▶ Requirements
Please give the lines from the one containing "Reviewer note: confirm that each instance of the pine" through the last line below, both included, as a numbered list with blank lines left out.

▶ Source records

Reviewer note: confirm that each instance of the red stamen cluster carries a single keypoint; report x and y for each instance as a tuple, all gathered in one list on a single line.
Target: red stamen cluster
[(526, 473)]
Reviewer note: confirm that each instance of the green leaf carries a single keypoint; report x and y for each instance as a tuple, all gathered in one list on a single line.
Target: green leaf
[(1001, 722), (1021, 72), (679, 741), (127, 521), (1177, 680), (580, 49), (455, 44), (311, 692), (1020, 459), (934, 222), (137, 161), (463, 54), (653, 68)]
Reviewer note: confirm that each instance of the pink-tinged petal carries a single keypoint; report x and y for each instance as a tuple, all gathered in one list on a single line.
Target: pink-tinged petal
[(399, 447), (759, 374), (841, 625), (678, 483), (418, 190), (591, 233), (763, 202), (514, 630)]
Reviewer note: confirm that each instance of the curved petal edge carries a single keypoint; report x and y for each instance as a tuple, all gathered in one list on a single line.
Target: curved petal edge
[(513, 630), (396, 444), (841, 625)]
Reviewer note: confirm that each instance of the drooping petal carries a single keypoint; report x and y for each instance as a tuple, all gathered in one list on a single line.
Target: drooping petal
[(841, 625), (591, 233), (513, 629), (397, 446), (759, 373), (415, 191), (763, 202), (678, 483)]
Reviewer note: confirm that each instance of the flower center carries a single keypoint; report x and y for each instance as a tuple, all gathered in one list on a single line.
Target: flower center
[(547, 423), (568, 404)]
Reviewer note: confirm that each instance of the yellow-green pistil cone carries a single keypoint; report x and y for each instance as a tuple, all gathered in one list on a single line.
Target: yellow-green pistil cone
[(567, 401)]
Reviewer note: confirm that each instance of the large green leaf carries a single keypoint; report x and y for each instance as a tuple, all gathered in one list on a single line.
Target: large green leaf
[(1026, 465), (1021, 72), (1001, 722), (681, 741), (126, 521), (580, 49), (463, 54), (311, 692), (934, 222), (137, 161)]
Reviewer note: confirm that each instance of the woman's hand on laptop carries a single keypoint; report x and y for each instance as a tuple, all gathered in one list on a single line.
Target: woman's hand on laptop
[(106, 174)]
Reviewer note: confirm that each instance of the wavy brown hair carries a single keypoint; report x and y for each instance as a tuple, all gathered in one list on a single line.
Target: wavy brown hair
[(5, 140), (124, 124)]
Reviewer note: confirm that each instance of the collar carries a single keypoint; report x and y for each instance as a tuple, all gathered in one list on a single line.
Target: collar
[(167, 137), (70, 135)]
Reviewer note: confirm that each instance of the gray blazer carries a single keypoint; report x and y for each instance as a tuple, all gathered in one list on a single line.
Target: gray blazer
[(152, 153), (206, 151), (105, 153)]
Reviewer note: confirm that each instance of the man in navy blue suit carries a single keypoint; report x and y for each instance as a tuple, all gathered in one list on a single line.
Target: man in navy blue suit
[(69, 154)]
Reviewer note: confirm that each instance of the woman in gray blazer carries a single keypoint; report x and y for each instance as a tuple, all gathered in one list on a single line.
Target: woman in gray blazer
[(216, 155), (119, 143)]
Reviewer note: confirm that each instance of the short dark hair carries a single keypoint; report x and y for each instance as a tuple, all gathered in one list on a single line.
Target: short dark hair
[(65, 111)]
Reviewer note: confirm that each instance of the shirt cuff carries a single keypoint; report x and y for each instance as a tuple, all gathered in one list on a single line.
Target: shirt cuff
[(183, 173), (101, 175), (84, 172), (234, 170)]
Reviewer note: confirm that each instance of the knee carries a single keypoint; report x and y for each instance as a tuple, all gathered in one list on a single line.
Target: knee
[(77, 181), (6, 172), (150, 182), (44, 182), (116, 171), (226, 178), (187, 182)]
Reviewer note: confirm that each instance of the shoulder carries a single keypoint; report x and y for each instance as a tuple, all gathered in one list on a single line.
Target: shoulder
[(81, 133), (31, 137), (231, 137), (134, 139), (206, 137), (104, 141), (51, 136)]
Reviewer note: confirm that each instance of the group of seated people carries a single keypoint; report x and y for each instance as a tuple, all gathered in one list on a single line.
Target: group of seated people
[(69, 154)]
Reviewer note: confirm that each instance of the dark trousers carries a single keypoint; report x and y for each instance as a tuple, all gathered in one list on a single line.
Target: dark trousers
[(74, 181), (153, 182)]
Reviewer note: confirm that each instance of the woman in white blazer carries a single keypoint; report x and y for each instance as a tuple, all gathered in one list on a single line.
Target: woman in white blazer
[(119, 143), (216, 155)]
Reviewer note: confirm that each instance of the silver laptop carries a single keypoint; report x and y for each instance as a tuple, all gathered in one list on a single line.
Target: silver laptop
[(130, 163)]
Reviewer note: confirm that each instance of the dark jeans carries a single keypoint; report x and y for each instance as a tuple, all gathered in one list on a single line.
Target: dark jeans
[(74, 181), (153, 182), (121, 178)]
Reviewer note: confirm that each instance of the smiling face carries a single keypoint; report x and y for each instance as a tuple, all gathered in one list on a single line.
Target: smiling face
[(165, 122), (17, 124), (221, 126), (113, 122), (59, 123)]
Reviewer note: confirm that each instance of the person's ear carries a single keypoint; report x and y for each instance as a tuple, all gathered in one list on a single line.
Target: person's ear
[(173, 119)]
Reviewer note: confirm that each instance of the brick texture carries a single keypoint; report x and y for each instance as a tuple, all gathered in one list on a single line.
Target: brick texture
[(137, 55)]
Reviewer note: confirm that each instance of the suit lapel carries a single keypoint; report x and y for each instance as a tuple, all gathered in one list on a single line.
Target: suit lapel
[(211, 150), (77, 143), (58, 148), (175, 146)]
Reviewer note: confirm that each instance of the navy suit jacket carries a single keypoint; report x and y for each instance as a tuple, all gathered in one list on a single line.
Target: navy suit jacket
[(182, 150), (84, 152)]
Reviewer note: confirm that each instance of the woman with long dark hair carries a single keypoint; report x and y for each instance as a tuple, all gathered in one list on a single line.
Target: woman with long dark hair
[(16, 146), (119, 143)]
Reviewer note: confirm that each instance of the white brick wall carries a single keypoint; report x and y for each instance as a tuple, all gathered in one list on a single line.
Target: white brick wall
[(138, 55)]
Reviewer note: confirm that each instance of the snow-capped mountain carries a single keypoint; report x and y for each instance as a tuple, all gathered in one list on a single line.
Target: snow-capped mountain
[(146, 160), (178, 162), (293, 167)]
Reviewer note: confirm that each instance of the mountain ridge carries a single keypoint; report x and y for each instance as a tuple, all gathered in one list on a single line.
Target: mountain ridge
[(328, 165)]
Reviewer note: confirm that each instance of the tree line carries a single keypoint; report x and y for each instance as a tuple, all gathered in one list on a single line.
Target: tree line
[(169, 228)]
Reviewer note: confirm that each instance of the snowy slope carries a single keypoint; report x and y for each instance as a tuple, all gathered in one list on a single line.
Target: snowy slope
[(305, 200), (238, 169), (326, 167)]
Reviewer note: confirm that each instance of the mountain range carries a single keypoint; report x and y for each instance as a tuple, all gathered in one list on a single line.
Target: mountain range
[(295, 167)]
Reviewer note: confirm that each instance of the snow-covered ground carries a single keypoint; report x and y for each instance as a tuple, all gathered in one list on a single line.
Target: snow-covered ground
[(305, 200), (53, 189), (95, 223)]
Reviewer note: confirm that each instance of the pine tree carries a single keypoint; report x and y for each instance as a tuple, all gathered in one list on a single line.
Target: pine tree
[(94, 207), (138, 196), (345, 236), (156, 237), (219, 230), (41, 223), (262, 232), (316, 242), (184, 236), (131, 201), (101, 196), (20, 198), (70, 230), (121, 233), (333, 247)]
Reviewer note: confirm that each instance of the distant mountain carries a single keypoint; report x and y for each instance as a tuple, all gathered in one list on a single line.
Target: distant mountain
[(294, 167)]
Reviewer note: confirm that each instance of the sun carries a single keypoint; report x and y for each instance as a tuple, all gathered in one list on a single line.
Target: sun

▶ Answer to this task
1. Reviewer note: confirm that each instance of the pine tree carries a single keypoint; report x and y for each instance as a tuple, all gathered in one list on a single line.
2. Target: pine tree
3. [(94, 207), (138, 196), (345, 236), (156, 237), (219, 230), (41, 223), (262, 232), (316, 242), (184, 236), (131, 201), (101, 196), (20, 198), (70, 230), (121, 233), (333, 247)]
4. Reviewer note: confirm that each instance of the distant mountain carries a single keypoint; report x and y for each instance as a tuple, all gathered in one list on a single line.
5. Target: distant mountain
6. [(294, 167)]
7. Reviewer note: confirm that each instance of the sun carries a single keypoint; report x and y for each instance as a tuple, all gathered in one list on a single line.
8. Target: sun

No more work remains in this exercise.